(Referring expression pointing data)
--- START ---

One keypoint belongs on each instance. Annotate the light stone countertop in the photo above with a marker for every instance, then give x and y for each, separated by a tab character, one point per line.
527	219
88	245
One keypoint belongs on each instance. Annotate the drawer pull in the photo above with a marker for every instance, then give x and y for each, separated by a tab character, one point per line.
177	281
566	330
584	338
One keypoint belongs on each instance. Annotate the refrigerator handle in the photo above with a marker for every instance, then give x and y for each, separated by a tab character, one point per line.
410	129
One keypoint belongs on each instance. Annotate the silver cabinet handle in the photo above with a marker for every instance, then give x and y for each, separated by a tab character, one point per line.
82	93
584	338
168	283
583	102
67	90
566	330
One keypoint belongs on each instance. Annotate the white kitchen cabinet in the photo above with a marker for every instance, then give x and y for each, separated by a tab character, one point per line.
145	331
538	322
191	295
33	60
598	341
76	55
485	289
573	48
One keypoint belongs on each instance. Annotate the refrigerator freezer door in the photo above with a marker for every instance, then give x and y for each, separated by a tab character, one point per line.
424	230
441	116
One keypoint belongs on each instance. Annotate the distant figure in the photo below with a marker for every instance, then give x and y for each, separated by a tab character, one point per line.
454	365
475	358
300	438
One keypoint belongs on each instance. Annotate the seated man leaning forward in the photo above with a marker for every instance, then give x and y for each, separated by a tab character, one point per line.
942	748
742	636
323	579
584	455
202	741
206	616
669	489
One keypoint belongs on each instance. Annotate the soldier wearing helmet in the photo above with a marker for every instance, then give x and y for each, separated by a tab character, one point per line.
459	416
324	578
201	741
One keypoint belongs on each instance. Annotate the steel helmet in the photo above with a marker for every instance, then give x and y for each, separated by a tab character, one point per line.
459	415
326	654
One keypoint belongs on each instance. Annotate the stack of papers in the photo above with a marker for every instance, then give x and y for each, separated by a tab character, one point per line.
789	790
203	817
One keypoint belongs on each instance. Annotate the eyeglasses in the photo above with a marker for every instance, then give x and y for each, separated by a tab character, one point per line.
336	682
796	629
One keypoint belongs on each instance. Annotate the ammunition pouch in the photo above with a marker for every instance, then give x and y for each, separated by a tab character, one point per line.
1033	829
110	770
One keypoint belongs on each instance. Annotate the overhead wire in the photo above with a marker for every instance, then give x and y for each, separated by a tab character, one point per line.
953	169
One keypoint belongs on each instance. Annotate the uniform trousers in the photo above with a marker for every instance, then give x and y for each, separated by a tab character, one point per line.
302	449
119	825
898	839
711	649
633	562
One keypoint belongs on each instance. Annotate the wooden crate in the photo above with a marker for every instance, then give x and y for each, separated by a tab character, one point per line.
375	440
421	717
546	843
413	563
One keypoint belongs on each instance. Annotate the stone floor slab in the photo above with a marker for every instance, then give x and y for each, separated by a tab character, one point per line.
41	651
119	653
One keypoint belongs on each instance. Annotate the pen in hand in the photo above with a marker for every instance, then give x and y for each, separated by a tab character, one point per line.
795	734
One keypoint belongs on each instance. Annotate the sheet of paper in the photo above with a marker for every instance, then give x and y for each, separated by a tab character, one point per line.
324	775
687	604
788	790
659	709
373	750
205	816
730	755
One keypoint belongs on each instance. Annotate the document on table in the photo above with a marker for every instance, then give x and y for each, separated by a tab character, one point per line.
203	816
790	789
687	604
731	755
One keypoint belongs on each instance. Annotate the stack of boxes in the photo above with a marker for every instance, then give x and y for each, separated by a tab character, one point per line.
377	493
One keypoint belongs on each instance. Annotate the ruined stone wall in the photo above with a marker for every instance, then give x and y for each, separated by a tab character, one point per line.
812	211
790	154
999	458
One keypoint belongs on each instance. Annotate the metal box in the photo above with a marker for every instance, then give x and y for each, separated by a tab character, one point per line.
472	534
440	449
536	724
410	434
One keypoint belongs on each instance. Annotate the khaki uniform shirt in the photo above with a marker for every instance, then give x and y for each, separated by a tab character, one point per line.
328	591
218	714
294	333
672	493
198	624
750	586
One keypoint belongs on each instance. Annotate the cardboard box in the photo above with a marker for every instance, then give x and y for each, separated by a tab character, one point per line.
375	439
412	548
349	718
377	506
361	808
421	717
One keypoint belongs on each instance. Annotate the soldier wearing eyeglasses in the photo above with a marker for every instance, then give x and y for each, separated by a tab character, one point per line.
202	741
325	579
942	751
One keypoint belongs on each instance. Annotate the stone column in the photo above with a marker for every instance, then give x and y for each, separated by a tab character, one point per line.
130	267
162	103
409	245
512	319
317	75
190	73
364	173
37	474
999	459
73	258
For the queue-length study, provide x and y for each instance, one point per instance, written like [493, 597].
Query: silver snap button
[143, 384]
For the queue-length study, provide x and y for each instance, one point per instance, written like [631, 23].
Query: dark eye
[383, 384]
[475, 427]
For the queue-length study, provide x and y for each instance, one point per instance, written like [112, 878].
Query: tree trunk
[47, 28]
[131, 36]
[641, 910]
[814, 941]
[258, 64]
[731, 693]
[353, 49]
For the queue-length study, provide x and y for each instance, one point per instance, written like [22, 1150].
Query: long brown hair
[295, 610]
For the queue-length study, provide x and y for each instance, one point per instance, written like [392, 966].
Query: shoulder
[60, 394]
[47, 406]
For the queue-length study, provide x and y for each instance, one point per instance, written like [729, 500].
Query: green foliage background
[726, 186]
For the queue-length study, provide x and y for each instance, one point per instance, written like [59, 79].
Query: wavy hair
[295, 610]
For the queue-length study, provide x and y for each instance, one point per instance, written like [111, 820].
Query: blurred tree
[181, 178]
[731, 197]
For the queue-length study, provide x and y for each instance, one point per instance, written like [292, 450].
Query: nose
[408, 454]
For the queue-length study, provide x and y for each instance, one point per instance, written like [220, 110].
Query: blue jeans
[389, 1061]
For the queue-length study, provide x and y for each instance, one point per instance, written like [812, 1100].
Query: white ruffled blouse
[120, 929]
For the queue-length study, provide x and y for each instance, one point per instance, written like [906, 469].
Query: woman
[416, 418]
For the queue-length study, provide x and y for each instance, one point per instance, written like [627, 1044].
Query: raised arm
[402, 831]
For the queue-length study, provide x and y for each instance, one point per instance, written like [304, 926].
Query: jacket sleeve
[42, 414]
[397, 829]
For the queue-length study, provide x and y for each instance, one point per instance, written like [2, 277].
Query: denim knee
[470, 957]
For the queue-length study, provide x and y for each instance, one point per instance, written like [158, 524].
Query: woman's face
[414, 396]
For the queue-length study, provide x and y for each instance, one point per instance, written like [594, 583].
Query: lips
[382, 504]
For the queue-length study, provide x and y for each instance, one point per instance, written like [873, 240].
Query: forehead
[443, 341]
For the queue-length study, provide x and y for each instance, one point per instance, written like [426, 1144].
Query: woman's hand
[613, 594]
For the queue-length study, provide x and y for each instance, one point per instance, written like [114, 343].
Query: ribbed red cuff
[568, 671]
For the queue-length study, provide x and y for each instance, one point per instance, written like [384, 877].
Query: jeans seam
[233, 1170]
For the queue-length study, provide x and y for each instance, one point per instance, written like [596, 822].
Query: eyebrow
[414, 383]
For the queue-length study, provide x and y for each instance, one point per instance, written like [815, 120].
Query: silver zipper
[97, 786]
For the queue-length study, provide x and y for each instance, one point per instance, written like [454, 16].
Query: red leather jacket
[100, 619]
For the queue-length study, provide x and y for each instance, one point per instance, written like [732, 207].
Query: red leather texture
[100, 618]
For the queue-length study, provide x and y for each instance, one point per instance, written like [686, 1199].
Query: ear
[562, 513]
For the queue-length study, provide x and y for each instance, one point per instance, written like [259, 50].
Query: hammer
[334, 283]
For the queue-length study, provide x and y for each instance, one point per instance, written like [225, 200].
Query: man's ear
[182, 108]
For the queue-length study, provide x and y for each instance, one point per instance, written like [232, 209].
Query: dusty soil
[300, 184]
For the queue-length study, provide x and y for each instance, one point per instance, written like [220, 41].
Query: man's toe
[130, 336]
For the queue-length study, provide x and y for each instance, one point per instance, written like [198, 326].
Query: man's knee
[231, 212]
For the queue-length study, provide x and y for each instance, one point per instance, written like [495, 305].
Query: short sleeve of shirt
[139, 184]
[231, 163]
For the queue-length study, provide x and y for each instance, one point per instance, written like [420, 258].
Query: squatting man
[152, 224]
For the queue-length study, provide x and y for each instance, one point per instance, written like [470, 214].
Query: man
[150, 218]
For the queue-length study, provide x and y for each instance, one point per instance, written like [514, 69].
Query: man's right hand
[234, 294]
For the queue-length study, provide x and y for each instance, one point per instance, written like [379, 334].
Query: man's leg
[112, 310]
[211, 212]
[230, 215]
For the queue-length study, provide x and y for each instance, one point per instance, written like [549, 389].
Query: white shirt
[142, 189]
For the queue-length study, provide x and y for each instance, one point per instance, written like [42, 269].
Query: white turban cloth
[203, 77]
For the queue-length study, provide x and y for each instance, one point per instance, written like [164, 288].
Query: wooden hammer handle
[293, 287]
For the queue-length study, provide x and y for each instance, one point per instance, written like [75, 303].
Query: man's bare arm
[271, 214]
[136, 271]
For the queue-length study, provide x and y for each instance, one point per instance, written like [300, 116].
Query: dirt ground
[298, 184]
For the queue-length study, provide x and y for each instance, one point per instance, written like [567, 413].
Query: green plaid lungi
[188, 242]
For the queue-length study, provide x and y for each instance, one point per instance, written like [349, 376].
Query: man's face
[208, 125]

--- END ---

**EXERCISE GOAL**
All that is wanted is a faithful reproduction of the line above with "like [384, 877].", the line with "like [596, 822].", and every line in between.

**SOLUTION**
For the queue-length study, provide x and y for each instance, one point per instance, written like [384, 877].
Query: jeans seam
[233, 1170]
For the queue-length study, provide x and y for each instance, one point per instance, written like [596, 822].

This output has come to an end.